Rewrite the records from their start up to and including the line containing "466L131 494L119 478L96", replacing "rough mask" with "coarse mask" throughout and changing nothing else. Leave the pictures out of your answer.

**** Supplied information

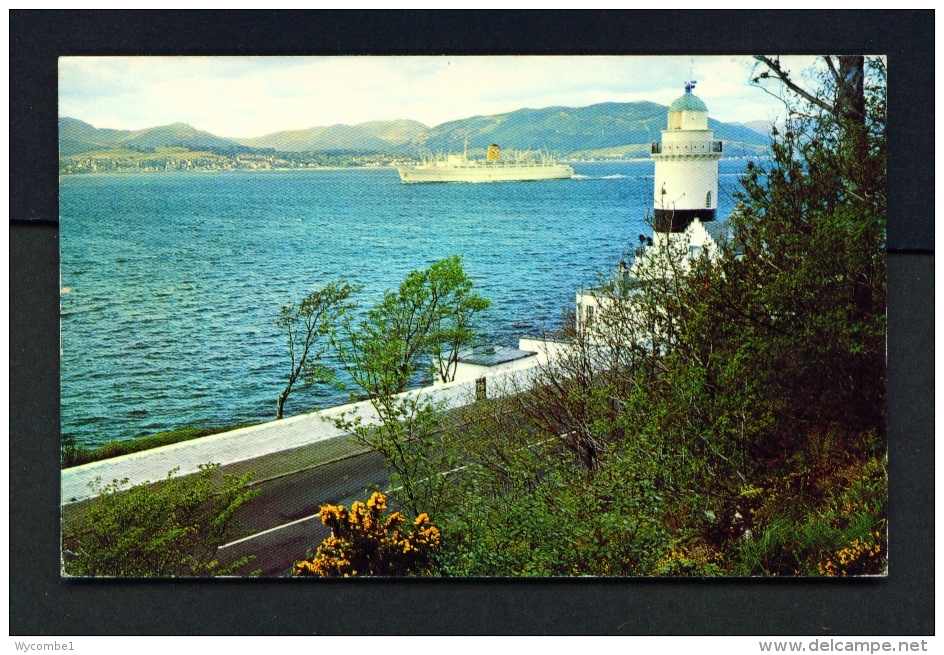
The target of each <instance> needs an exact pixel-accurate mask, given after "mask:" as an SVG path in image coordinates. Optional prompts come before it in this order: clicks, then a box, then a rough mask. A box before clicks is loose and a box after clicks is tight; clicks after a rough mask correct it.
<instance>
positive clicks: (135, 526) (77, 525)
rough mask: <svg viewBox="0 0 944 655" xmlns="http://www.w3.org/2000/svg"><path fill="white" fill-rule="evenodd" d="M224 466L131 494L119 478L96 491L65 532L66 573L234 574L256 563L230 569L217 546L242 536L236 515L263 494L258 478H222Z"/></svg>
mask: <svg viewBox="0 0 944 655" xmlns="http://www.w3.org/2000/svg"><path fill="white" fill-rule="evenodd" d="M219 469H220V465H219V464H205V465H203V466H201V467H200V472H199V473H197V474H195V475H190V476H185V477H174V475H175V474H176V473H177V469H174V470H172V471H170V472H169V473H168V474H167V479H166V480H163V481H161V482H159V483H157V484H151V483H148V482H144V483H142V484H137V485H134V486H131V487H130V488H126V486H127V481H118V480H115V481H114V482H112V483H111V484H107V485H105V486H103V487H101V488H97V489H94V490H95V491H96V492H97V494H98V497H97V498H95V499H90V500H87V501H86V502H85V514H84V516H83V517H82V518H81V519H80V520H79V521H78V522H76V523H75V524H73V525H69V526H66V528H65V530H64V534H63V569H64V571H65V573H66V574H67V575H70V576H114V577H168V576H169V577H178V576H216V575H231V574H235V573H237V572H238V571H240V570H241V569H243V568H244V567H245V566H246V565H247V564H248V563H249V561H250V560H251V559H252V557H251V556H250V557H243V558H240V559H239V560H237V561H235V562H232V563H230V564H227V565H221V564H220V562H219V559H218V558H217V554H216V553H217V549H218V548H219V546H221V545H223V544H225V543H227V542H229V541H231V540H232V539H235V538H237V537H238V536H239V530H240V526H239V522H238V521H237V519H236V512H237V511H238V510H239V508H240V507H242V506H243V505H244V504H245V503H246V502H247V501H249V500H250V499H252V498H254V497H255V496H256V495H257V494H258V491H255V490H251V489H248V488H247V484H248V483H249V481H250V479H251V477H252V475H251V474H246V475H244V476H240V477H237V476H232V475H222V476H221V475H220V473H219Z"/></svg>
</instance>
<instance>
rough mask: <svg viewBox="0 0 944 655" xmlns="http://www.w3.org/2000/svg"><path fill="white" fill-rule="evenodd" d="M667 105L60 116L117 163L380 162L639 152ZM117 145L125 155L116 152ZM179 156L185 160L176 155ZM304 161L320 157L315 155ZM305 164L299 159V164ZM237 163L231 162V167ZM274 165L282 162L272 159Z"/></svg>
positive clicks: (711, 122) (147, 163)
mask: <svg viewBox="0 0 944 655" xmlns="http://www.w3.org/2000/svg"><path fill="white" fill-rule="evenodd" d="M667 111H668V108H667V107H664V106H663V105H658V104H656V103H653V102H632V103H616V102H605V103H600V104H596V105H590V106H589V107H546V108H544V109H519V110H517V111H513V112H508V113H505V114H494V115H490V116H473V117H471V118H464V119H461V120H456V121H450V122H448V123H443V124H441V125H437V126H436V127H432V128H430V127H426V126H425V125H423V124H422V123H418V122H416V121H411V120H393V121H373V122H369V123H361V124H358V125H330V126H322V127H311V128H308V129H304V130H290V131H283V132H275V133H272V134H267V135H264V136H260V137H254V138H250V139H243V138H240V139H230V138H224V137H219V136H216V135H214V134H210V133H209V132H204V131H201V130H197V129H195V128H194V127H192V126H190V125H187V124H184V123H174V124H171V125H162V126H159V127H152V128H147V129H144V130H112V129H98V128H95V127H93V126H92V125H89V124H88V123H85V122H83V121H80V120H76V119H74V118H67V117H63V118H60V119H59V156H60V158H67V159H68V158H76V157H78V158H83V157H85V159H88V157H86V155H88V154H89V153H96V154H95V157H93V159H94V158H99V157H102V156H104V157H106V158H107V157H108V156H109V153H111V156H113V157H114V158H116V161H117V160H118V159H120V158H127V157H129V156H130V155H128V154H127V153H128V152H129V151H130V152H138V153H152V154H155V155H156V154H157V153H158V150H159V149H161V148H184V149H186V150H188V151H191V152H193V153H204V154H206V153H209V154H212V155H217V156H225V157H229V158H230V159H231V160H232V159H233V158H235V157H238V156H241V155H279V156H283V157H286V158H288V159H289V160H290V161H295V160H296V159H298V157H297V155H300V154H302V153H308V154H309V155H312V156H314V155H316V154H317V155H322V154H323V155H330V156H331V157H338V156H341V155H348V156H349V159H351V161H354V158H356V157H362V156H369V157H372V158H373V160H376V161H373V163H374V164H377V163H379V162H380V161H381V160H386V159H389V158H391V157H393V158H403V157H407V158H413V157H418V156H419V155H421V154H425V153H429V152H433V153H448V152H459V151H461V150H462V149H463V148H464V146H465V144H466V141H467V140H468V146H469V152H470V154H475V153H484V151H485V148H487V147H488V145H489V144H491V143H497V144H499V145H500V146H501V147H502V148H503V149H504V150H506V151H508V150H519V151H520V150H545V149H546V150H547V151H549V152H551V153H553V154H555V155H558V156H560V157H571V158H577V159H581V158H584V159H598V158H603V159H607V158H622V157H627V156H630V157H635V156H641V155H643V154H644V152H643V151H644V150H645V148H644V146H646V145H648V144H649V143H651V142H652V141H657V140H659V139H660V136H661V131H662V129H663V128H664V127H665V124H666V112H667ZM709 127H711V128H712V129H713V130H714V131H715V137H716V138H718V139H721V140H722V141H725V142H726V146H725V152H726V153H731V154H733V155H734V156H738V155H754V154H758V153H760V152H763V151H764V149H765V148H766V146H767V143H768V137H767V135H766V133H765V132H764V131H762V130H761V129H760V123H759V122H758V121H753V122H751V123H747V124H743V125H742V124H737V123H721V122H718V121H716V120H713V119H709ZM116 150H121V151H122V153H118V152H112V151H116ZM165 154H168V153H167V152H165ZM175 157H176V159H178V160H179V159H181V156H180V154H179V153H178V154H177V155H175ZM201 157H202V156H201ZM157 159H158V160H159V159H160V157H157ZM309 159H310V158H309ZM139 160H140V164H141V165H145V166H148V167H150V165H151V163H152V162H151V161H150V158H139ZM145 160H147V162H146V163H145ZM306 162H307V164H312V163H315V161H314V160H311V159H310V160H306ZM306 162H302V161H301V160H299V164H301V163H306ZM237 163H239V162H233V161H230V162H229V163H227V164H226V166H230V165H235V164H237ZM243 163H245V162H243ZM319 164H320V162H319ZM221 165H222V164H221ZM240 165H241V164H240ZM269 165H278V164H277V162H276V161H275V159H270V161H269ZM320 165H324V164H320ZM70 166H71V165H65V166H64V165H63V162H62V161H61V162H60V169H61V170H62V169H68V170H73V169H74V170H85V169H84V168H82V167H81V166H79V167H78V168H76V167H75V166H72V167H71V168H70ZM188 166H189V164H188ZM138 167H140V166H138Z"/></svg>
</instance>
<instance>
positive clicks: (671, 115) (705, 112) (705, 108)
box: [668, 84, 708, 130]
mask: <svg viewBox="0 0 944 655" xmlns="http://www.w3.org/2000/svg"><path fill="white" fill-rule="evenodd" d="M692 86H693V85H692ZM668 127H669V129H670V130H707V129H708V107H707V106H706V105H705V103H704V102H702V100H701V98H699V97H697V96H696V95H694V94H693V93H692V90H691V86H690V85H689V84H686V85H685V95H683V96H682V97H681V98H679V99H677V100H676V101H675V102H673V103H672V104H671V105H670V106H669V125H668Z"/></svg>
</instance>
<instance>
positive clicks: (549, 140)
mask: <svg viewBox="0 0 944 655" xmlns="http://www.w3.org/2000/svg"><path fill="white" fill-rule="evenodd" d="M667 111H668V108H667V107H665V106H663V105H658V104H656V103H653V102H631V103H617V102H606V103H600V104H596V105H590V106H589V107H579V108H573V107H547V108H545V109H519V110H517V111H513V112H510V113H507V114H494V115H491V116H475V117H472V118H465V119H462V120H458V121H451V122H449V123H443V124H442V125H438V126H436V127H434V128H432V129H430V130H429V131H428V132H427V133H426V134H424V135H421V137H420V138H418V139H415V140H414V143H413V145H414V146H415V147H416V148H418V149H427V150H432V151H433V152H439V151H443V152H456V151H459V150H461V149H462V147H463V144H464V143H465V139H466V137H468V139H469V147H470V148H473V147H475V148H482V147H485V146H487V145H488V144H489V143H497V144H499V145H500V146H501V147H502V148H504V149H515V150H539V149H544V148H547V149H548V150H550V151H551V152H556V153H558V154H560V155H568V154H570V153H573V152H577V151H586V150H598V149H602V148H614V147H618V146H626V145H631V144H641V143H651V142H652V141H658V140H659V139H660V138H661V134H662V130H663V129H664V128H665V125H666V112H667ZM708 124H709V127H711V129H713V130H714V131H715V137H716V138H718V139H722V140H725V141H739V142H743V143H748V144H757V145H766V143H767V141H766V139H765V138H764V136H763V135H760V134H758V133H757V132H756V131H754V130H752V129H749V128H747V127H744V126H743V125H737V124H731V123H721V122H719V121H716V120H714V119H709V121H708Z"/></svg>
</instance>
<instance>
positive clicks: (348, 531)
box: [293, 492, 442, 577]
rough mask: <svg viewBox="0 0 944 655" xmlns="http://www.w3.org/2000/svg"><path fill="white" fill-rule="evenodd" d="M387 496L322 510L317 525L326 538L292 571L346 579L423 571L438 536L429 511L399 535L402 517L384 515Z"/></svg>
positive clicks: (295, 565) (410, 573)
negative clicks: (327, 535)
mask: <svg viewBox="0 0 944 655" xmlns="http://www.w3.org/2000/svg"><path fill="white" fill-rule="evenodd" d="M386 510H387V497H386V496H385V495H384V494H382V493H379V492H375V493H373V494H371V496H370V498H369V499H368V500H367V502H366V503H363V502H360V501H358V502H355V503H353V504H352V505H351V509H350V511H348V510H346V509H345V508H344V507H343V506H335V505H325V506H323V507H322V508H321V512H320V516H321V521H322V523H323V524H324V525H325V526H326V527H328V528H330V529H331V536H330V537H328V538H326V539H325V540H324V541H323V542H322V543H321V545H320V546H318V551H317V554H316V555H315V557H314V558H312V559H311V560H305V561H301V562H297V563H296V564H295V566H294V567H293V572H294V573H295V575H299V576H321V577H350V576H357V575H409V574H416V573H428V572H430V570H431V559H430V558H431V555H432V553H433V551H435V549H436V548H438V547H439V545H440V543H441V540H442V537H441V533H440V531H439V528H437V527H435V526H434V525H432V524H431V523H430V518H429V515H427V514H420V515H419V516H417V517H416V519H415V520H414V521H413V526H412V529H411V530H410V532H409V533H408V534H404V532H403V526H404V524H405V523H406V518H405V517H404V516H403V514H401V513H400V512H393V513H391V514H390V515H389V516H387V517H386V519H385V518H384V515H383V514H384V512H385V511H386Z"/></svg>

********

Exercise response =
The target of each <instance> needs an exact pixel-accurate mask, given after "mask:" as an SVG path in image coordinates. Optional prompts come before it in this order: clicks, then a box, then a coarse mask. A box before clicks is loose and a box after clicks is tight; clicks after a coarse mask correct it.
<instance>
positive clicks: (135, 526) (77, 525)
coarse mask: <svg viewBox="0 0 944 655" xmlns="http://www.w3.org/2000/svg"><path fill="white" fill-rule="evenodd" d="M224 466L131 494L119 478L96 491L65 532L66 573L234 574L256 563L230 569L217 546L242 536L236 515L263 494L258 478H222Z"/></svg>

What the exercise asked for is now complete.